PROBLEM TO SOLVE. This task calls for every entry below to be repeated exactly.

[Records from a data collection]
• • •
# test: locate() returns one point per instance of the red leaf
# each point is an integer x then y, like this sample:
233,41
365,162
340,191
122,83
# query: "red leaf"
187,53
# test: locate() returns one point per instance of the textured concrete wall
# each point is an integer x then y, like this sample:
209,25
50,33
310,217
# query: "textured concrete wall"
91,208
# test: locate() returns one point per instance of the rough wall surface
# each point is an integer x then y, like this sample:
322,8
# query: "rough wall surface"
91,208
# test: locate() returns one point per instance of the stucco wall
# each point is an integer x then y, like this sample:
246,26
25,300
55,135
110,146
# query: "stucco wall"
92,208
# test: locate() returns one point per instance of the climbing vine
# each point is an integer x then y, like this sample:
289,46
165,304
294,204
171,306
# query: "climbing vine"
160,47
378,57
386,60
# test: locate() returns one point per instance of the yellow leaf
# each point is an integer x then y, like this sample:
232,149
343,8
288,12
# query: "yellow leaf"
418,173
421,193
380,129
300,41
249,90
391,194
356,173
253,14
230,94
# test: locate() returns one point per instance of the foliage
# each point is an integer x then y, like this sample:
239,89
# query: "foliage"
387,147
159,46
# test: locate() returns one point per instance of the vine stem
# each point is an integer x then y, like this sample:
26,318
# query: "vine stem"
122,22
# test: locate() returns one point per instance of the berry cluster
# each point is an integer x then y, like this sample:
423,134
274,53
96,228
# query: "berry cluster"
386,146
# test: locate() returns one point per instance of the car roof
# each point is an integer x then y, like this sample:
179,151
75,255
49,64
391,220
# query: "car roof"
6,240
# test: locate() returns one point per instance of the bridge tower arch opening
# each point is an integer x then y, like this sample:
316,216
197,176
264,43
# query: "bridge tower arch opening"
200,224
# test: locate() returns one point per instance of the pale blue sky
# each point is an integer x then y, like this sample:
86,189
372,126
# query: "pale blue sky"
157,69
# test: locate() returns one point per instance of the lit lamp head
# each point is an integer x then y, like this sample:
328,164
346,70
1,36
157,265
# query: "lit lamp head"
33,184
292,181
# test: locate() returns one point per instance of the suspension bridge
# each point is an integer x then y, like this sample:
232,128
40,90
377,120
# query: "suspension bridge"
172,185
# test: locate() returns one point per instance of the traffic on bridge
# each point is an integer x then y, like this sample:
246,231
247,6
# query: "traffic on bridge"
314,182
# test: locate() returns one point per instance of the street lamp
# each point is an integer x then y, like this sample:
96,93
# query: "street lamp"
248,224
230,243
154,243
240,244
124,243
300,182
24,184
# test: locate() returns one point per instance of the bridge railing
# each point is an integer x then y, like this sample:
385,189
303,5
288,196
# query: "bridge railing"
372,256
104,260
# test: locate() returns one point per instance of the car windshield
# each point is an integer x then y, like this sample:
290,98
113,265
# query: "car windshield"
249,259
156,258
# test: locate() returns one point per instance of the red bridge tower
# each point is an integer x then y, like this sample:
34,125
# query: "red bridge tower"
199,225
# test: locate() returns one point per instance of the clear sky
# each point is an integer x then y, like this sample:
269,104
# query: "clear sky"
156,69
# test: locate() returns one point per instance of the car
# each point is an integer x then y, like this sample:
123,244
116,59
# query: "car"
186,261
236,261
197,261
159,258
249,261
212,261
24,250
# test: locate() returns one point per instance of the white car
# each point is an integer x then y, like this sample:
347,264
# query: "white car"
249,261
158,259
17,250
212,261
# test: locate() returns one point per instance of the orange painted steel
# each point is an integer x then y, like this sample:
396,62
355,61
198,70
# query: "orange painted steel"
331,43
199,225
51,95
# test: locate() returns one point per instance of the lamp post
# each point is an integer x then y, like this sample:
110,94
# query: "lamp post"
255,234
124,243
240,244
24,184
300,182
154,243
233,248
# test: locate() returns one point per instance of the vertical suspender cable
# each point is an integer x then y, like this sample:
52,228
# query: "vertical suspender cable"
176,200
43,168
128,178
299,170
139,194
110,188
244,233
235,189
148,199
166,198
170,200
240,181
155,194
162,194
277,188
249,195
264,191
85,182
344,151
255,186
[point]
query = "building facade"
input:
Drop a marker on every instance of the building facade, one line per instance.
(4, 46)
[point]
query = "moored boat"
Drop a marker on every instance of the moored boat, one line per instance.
• • •
OUTPUT.
# test: locate() returns one point per instance of the red leaf
# each point is an integer x then y, like this sample:
233,41
365,162
340,191
122,83
# query: "red leaf"
187,53
# test: locate() returns one point per instance of the textured concrete wall
# each point is an integer x then y, like this sample:
209,25
50,33
310,217
# query: "textured concrete wall"
91,208
# test: locate() returns one point per instance of the rough wall surface
# each point is an integer x then y, like this sample:
322,8
# query: "rough wall surface"
91,208
# test: locate() returns one point per instance of the stucco wall
# each point is an integer x then y, like this sample:
246,26
25,300
55,135
110,146
# query: "stucco wall"
92,208
# test: locate() returns one point per instance of the climbing vine
# each point is an integer x then y, like this sample:
289,46
165,304
294,204
171,306
# query: "climbing vine"
160,47
378,57
386,60
# test: locate() returns one point per instance of the yellow leaf
# each point is an integer x then y, like this sample:
232,149
343,8
288,12
# query: "yellow leaf"
418,173
421,193
380,129
300,41
249,90
391,194
356,173
253,14
230,94
# test: locate() returns one point per instance of the foliage
# each point is an integer x then y, like this sample:
239,89
# query: "foliage"
387,147
159,46
# test: locate() returns one point per instance of the vine stem
# each point is an integer x then y, like this sample:
26,318
# query: "vine stem"
122,22
# test: locate() returns one point per instance of the berry cluster
# each point is an integer x then y, like this sample:
423,134
274,53
96,228
# query: "berry cluster"
386,146
# test: locate() returns one point per instance of the car roof
# each point is an integer x then y, like this sample:
179,151
75,255
49,64
391,220
# query: "car roof"
6,240
# test: locate() returns one point per instance of the bridge tower arch opening
# each point is an integer x then y, like this sample:
316,216
197,176
264,43
# query: "bridge tower arch opening"
200,224
# test: locate() returns one point per instance of the pale blue sky
# each point is an integer x then y, like this sample:
86,189
372,126
# query: "pale blue sky"
157,69
# test: locate() returns one point per instance of the lit lamp head
# each point is an integer x then y, like this sample:
328,164
346,70
1,36
157,265
# query: "lit lamp head"
33,184
292,181
# test: locate() returns one point per instance of the suspension bridge
# each point is an integer x then y, like this sample:
232,128
40,90
377,120
# query: "suspension bridge"
172,185
# test: locate() returns one point per instance of the traffic on bridge
# each point is an integer x then y, like this sample:
246,231
247,6
# query: "traffic on bridge"
314,182
# test: locate() returns one point per instance of the street lamp
# each point is an integer x then y, like this sample:
96,93
# query: "street lamp"
248,224
230,243
154,243
240,244
124,243
300,182
24,184
# test: locate() returns one point per instance of the bridge railing
# each point is an integer x then y, like this sample:
385,189
303,5
288,196
# query: "bridge railing"
372,256
104,260
# test: locate() returns one point per instance of the car windshield
# each point is an integer x then y, like this sample:
290,98
113,265
# query: "car windshield"
249,259
156,258
# test: locate() returns one point per instance of the red bridge tower
# each point is an integer x then y, like this sample:
34,125
# query: "red bridge tower"
199,225
# test: locate() returns one point per instance of the clear sky
# each point is an integer x then y, like this sample:
269,104
# query: "clear sky"
156,69
# test: locate() returns one point per instance of the car
# each point is an integer x then y, like this sample:
123,244
116,59
# query: "car"
186,261
236,261
197,261
159,258
249,261
212,261
24,250
# test: locate() returns one point per instance of the white car
# each point is an integer x then y, like this sample:
347,264
# query: "white car"
249,261
158,259
17,250
212,261
# test: locate() returns one point per instance of the orange painted steel
# each point is an integer x then y, like this sample:
396,62
355,61
198,70
# query: "orange painted steel"
331,43
199,225
51,95
# test: locate() returns one point per instance of the lamp post
# each point is an integer x then y, like this sample:
110,94
# query: "lamp post"
255,234
124,243
240,244
24,184
300,182
154,243
233,248
# test: locate() returns one point per instance of the vertical suspender cable
# each point is an integer x then y, like this sample:
52,228
# query: "vertical suspender cable"
176,200
43,168
128,178
299,170
139,194
110,188
244,233
235,189
148,199
166,198
170,200
240,181
155,194
162,194
277,188
249,195
264,191
85,182
344,151
255,186
[point]
query = "building facade"
input:
Drop a marker on every instance of the building facade, one line per instance.
(4, 46)
[point]
query = "moored boat"
Drop a marker on every instance of the moored boat, one line per instance.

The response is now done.